§ WHAT TO DO: Count the lines in the items below that contain the word "vertical", matching case exactly, and give only the number.

==========

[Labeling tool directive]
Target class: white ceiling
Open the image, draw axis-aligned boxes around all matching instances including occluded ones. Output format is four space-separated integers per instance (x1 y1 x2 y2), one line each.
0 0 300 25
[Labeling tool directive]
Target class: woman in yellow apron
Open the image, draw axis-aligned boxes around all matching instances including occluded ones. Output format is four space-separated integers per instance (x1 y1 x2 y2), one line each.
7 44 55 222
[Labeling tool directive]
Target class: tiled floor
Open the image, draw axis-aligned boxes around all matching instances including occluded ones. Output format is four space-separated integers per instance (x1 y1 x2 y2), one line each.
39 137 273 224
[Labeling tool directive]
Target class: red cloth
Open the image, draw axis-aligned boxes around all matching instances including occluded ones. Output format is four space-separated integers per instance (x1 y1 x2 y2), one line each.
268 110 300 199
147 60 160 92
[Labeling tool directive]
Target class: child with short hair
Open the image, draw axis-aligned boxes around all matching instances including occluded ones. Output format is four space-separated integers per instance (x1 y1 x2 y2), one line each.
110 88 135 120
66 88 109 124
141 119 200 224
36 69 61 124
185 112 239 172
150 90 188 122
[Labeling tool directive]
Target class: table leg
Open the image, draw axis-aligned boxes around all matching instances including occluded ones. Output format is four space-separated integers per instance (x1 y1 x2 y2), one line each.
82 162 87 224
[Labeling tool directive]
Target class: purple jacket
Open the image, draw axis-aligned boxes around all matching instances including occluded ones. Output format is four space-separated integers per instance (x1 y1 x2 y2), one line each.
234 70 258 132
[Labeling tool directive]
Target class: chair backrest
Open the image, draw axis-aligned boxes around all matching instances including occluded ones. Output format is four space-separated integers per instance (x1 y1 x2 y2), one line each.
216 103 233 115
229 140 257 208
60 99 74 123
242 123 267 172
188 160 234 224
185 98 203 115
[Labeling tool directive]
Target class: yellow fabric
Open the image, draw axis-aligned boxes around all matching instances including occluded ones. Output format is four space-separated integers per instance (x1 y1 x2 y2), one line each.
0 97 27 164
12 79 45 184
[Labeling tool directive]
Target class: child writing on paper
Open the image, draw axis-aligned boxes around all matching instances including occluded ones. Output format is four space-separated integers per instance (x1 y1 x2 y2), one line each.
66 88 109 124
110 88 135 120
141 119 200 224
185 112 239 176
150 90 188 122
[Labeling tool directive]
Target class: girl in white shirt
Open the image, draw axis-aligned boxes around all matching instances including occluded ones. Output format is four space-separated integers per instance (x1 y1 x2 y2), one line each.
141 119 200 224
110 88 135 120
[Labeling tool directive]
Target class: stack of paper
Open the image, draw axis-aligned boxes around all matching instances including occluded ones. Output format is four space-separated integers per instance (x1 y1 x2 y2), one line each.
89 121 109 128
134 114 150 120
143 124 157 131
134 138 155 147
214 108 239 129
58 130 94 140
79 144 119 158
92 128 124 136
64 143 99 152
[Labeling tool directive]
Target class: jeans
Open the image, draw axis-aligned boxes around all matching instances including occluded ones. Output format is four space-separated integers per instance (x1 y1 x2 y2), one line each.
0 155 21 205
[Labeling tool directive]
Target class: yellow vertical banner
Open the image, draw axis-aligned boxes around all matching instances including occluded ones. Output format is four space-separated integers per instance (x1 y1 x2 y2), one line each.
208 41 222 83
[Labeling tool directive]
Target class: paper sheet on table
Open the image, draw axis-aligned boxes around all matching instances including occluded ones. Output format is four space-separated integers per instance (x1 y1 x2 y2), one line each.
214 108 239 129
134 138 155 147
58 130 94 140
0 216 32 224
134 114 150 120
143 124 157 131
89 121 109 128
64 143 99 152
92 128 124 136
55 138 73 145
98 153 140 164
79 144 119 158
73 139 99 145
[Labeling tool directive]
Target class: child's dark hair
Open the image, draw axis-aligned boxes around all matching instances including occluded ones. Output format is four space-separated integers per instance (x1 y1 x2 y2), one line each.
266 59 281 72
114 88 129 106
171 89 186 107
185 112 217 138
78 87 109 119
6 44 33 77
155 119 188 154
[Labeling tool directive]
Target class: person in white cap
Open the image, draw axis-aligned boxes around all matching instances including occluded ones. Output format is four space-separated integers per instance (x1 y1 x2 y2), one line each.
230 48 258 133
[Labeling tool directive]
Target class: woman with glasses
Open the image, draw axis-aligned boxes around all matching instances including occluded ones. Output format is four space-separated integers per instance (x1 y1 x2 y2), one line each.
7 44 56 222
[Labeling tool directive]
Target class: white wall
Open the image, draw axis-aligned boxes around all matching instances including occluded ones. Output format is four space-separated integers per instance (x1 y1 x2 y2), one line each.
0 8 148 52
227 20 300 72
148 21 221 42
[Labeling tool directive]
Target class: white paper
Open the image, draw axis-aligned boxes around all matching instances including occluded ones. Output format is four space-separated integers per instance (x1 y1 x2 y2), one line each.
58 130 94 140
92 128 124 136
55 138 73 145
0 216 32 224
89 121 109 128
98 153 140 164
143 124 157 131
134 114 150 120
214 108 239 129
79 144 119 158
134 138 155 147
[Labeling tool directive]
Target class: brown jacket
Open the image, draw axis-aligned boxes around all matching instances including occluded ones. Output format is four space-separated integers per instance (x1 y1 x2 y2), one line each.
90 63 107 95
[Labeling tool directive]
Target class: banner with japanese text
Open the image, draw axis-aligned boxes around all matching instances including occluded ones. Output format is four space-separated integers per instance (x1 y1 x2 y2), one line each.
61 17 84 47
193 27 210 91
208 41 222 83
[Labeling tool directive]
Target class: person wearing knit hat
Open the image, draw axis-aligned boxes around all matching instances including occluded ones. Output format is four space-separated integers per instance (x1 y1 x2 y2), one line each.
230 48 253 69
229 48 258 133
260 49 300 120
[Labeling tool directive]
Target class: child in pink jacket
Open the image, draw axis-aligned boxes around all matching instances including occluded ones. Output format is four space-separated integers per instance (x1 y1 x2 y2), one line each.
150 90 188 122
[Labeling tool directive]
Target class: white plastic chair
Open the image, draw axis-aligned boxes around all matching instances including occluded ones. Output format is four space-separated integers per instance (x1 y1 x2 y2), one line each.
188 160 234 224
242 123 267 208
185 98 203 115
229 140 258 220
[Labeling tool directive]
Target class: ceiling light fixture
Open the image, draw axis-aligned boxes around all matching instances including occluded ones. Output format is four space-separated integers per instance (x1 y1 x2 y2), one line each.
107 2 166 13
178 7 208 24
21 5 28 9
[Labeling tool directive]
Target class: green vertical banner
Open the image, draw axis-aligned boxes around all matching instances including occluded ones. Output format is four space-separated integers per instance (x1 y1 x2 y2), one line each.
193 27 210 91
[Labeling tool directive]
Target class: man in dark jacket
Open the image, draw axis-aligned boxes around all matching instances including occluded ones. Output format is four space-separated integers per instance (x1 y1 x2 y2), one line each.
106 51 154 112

==========

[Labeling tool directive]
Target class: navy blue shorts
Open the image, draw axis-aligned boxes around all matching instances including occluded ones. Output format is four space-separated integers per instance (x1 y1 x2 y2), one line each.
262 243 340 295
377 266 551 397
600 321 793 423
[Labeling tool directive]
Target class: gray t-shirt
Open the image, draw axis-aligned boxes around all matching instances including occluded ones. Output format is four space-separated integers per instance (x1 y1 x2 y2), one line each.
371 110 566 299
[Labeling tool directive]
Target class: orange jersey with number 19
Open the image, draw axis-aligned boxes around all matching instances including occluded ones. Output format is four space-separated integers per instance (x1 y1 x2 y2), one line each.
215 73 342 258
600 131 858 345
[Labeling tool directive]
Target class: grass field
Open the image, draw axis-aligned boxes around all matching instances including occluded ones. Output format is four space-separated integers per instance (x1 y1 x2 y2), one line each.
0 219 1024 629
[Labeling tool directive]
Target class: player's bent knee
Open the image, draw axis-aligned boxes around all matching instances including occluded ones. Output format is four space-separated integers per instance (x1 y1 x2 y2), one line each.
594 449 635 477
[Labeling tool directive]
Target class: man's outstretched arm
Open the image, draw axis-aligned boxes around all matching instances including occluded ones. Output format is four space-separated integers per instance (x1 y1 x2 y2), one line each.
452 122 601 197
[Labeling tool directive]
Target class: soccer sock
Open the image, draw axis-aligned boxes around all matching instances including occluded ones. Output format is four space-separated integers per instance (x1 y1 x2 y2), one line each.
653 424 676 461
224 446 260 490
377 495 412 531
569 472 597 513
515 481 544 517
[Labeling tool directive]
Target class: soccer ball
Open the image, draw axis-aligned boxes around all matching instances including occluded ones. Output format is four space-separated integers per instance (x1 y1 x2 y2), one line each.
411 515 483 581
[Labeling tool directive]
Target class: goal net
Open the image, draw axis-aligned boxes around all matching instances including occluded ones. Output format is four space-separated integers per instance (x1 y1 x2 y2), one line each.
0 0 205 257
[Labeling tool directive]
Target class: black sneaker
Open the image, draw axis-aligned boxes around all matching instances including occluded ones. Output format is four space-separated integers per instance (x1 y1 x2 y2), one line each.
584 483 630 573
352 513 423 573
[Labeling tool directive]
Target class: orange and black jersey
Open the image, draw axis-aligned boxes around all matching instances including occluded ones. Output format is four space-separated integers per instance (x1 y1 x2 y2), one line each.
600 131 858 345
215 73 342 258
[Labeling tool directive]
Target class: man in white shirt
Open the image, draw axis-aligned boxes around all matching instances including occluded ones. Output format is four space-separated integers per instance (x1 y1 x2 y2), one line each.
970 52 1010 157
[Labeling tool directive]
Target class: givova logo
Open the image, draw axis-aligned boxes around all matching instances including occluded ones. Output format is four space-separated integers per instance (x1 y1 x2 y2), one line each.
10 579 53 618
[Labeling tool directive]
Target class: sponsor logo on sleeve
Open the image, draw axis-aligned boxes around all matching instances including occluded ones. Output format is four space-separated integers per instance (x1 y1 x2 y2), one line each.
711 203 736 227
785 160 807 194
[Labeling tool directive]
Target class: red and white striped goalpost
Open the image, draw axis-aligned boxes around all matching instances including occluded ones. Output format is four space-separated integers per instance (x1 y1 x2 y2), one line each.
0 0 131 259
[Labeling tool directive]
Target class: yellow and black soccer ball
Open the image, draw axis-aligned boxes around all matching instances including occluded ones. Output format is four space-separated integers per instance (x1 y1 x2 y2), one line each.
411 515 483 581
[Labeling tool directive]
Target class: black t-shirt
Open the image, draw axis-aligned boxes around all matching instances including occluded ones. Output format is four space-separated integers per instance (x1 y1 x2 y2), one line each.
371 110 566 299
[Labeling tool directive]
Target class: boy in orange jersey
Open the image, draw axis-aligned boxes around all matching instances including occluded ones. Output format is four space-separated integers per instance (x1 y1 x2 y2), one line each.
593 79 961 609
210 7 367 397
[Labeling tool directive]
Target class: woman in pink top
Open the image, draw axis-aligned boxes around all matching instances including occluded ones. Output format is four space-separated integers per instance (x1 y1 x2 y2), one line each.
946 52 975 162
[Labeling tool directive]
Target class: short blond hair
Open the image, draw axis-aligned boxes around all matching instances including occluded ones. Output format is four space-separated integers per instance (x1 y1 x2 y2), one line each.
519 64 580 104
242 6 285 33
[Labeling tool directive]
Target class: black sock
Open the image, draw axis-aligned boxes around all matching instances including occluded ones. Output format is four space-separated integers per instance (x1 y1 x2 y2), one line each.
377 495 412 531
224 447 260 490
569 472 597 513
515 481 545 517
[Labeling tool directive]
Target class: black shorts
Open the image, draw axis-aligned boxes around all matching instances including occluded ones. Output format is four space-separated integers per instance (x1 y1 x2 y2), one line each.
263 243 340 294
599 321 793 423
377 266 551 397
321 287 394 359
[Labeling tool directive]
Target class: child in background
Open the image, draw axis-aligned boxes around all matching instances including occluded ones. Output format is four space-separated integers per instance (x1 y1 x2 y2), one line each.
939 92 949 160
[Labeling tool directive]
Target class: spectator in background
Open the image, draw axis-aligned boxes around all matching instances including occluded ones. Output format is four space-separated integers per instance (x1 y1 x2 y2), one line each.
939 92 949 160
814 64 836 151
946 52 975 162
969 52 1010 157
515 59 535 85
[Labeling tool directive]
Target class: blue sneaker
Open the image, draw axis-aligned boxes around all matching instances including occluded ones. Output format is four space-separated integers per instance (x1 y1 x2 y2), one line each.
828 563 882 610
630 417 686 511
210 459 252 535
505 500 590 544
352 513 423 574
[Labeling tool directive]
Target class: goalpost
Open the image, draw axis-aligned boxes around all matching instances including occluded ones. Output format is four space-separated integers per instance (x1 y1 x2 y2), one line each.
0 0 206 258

==========

§ WRITTEN RESPONSE: 2